Description of the task: Search the data below for the string "light". Extract every line that contains it.
-- Data in this exercise follows --
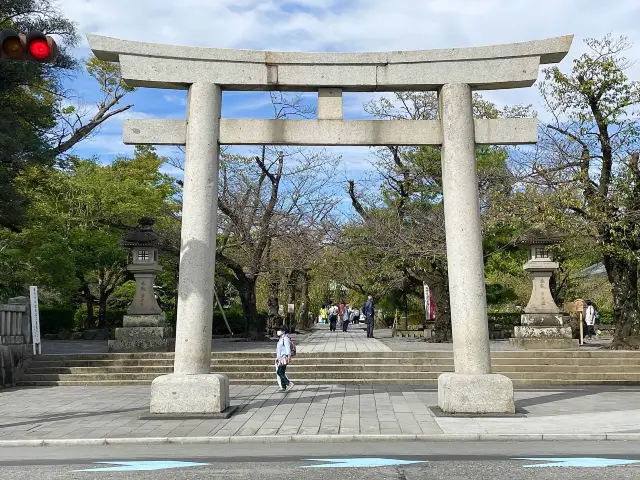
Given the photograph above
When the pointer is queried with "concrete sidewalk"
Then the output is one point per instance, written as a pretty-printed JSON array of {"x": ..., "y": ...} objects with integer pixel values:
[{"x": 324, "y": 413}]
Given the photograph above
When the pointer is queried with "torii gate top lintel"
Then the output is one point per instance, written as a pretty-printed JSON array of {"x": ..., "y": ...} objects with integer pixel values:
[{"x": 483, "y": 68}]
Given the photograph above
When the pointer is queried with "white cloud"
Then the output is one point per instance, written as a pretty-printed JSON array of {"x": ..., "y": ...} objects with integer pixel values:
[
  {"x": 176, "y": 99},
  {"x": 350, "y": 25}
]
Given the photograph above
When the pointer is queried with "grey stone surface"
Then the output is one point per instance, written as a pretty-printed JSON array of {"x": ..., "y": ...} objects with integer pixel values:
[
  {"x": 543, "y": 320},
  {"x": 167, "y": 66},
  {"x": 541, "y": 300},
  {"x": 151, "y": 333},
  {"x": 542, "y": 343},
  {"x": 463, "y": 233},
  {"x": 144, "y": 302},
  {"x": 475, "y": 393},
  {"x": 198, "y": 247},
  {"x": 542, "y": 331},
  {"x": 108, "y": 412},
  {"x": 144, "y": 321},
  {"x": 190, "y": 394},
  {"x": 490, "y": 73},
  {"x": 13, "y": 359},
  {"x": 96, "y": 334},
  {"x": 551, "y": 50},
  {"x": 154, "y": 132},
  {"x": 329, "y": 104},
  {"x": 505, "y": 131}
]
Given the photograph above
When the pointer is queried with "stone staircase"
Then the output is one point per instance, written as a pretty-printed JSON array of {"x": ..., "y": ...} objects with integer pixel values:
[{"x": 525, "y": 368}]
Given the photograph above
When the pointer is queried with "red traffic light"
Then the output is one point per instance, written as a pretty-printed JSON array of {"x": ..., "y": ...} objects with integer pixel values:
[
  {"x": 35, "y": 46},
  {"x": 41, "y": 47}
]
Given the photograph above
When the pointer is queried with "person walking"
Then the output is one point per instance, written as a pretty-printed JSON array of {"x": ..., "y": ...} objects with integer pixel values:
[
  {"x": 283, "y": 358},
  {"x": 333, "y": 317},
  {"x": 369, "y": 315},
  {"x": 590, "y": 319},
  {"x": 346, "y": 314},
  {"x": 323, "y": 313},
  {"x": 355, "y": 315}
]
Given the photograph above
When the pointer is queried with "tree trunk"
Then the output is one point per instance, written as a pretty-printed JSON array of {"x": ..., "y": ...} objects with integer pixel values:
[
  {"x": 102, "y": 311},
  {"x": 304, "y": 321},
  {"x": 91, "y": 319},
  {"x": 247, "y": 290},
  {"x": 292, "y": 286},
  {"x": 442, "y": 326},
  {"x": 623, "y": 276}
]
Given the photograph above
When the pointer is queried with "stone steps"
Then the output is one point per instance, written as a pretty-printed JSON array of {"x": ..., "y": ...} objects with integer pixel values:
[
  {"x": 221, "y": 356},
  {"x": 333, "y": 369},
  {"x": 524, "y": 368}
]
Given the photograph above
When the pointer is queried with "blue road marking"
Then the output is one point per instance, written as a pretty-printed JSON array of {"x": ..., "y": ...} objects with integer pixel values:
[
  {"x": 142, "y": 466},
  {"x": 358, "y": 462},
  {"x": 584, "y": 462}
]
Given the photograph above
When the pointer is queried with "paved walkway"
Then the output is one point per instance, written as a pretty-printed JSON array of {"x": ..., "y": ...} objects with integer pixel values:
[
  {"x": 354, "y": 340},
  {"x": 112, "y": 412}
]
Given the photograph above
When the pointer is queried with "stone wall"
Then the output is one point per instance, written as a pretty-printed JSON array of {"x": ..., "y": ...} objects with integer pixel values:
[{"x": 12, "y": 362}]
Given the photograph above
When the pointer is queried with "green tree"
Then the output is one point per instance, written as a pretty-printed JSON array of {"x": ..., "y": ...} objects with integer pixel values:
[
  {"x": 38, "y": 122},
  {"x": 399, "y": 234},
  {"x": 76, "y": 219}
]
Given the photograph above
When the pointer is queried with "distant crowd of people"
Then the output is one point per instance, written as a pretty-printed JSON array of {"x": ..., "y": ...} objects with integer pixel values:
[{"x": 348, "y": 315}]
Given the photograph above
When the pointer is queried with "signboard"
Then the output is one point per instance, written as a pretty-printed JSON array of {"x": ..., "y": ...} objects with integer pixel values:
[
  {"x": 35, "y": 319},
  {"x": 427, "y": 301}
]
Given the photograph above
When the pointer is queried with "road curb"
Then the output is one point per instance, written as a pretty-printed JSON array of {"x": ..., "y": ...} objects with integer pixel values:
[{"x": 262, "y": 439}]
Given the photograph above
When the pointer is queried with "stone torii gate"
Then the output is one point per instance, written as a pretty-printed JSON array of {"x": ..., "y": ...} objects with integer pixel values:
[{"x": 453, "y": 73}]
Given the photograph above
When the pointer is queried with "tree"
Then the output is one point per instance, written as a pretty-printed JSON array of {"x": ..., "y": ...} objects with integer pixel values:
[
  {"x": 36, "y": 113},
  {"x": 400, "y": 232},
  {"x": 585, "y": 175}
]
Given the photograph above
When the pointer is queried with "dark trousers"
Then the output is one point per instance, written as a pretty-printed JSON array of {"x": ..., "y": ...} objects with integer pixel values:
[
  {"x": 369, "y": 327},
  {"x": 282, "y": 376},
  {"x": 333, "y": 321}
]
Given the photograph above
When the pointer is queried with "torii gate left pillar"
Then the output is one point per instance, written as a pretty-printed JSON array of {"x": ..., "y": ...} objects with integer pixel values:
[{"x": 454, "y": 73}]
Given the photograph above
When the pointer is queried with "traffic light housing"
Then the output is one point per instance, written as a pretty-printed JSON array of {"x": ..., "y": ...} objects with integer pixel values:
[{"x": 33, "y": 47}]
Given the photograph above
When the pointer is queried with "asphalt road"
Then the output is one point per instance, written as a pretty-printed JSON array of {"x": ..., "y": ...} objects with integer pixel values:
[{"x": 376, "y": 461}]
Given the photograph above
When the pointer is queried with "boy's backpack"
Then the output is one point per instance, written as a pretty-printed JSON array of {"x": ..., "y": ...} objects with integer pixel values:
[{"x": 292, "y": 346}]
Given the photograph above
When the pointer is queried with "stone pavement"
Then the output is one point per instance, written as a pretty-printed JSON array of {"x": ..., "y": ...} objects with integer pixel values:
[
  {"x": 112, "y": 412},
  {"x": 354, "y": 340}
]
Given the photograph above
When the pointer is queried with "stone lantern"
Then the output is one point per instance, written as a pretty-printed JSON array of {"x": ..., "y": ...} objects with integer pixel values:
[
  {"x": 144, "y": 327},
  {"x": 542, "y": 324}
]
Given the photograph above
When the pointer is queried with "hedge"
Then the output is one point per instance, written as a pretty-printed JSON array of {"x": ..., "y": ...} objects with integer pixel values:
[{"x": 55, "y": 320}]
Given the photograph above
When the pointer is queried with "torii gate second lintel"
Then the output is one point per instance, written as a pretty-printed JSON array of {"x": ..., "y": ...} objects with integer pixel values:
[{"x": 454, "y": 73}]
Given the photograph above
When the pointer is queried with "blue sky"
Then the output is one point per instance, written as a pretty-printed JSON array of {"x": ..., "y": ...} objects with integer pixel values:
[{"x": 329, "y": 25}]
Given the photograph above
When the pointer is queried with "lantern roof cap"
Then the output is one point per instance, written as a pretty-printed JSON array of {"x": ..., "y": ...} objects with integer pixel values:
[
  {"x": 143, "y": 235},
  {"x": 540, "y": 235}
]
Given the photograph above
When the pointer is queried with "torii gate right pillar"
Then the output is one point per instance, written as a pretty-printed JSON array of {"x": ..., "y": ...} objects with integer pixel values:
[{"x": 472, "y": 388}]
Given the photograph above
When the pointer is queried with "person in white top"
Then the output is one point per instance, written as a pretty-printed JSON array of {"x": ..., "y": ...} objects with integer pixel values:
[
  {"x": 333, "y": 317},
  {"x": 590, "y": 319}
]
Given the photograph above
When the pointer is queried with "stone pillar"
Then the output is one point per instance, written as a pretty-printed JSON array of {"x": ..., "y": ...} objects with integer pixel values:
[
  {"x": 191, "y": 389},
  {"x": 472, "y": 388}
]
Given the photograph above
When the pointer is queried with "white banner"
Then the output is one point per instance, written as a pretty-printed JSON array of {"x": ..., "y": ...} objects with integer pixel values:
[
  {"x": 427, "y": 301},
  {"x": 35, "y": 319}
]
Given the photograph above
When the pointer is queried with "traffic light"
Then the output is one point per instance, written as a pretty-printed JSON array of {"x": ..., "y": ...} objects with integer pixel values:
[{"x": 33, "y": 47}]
-- Data in this exercise concluded --
Written response:
When the pointer is queried with "red traffic light"
When the pointer is queried with "traffic light housing"
When the pointer is queried with "traffic light"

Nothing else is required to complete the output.